■ ABOUT THIS TASK:
Please set down the line that contains "point(102, 98)" and every line below it through the last, exactly as written, with no other lines.

[[ AVAILABLE DATA open ]]

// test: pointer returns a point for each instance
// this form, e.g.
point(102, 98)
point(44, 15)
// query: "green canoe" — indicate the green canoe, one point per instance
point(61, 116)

[[ AVAILABLE DATA closed ]]

■ PROBLEM SOLUTION:
point(102, 98)
point(44, 15)
// query: "green canoe" — indicate the green canoe, one point per instance
point(61, 116)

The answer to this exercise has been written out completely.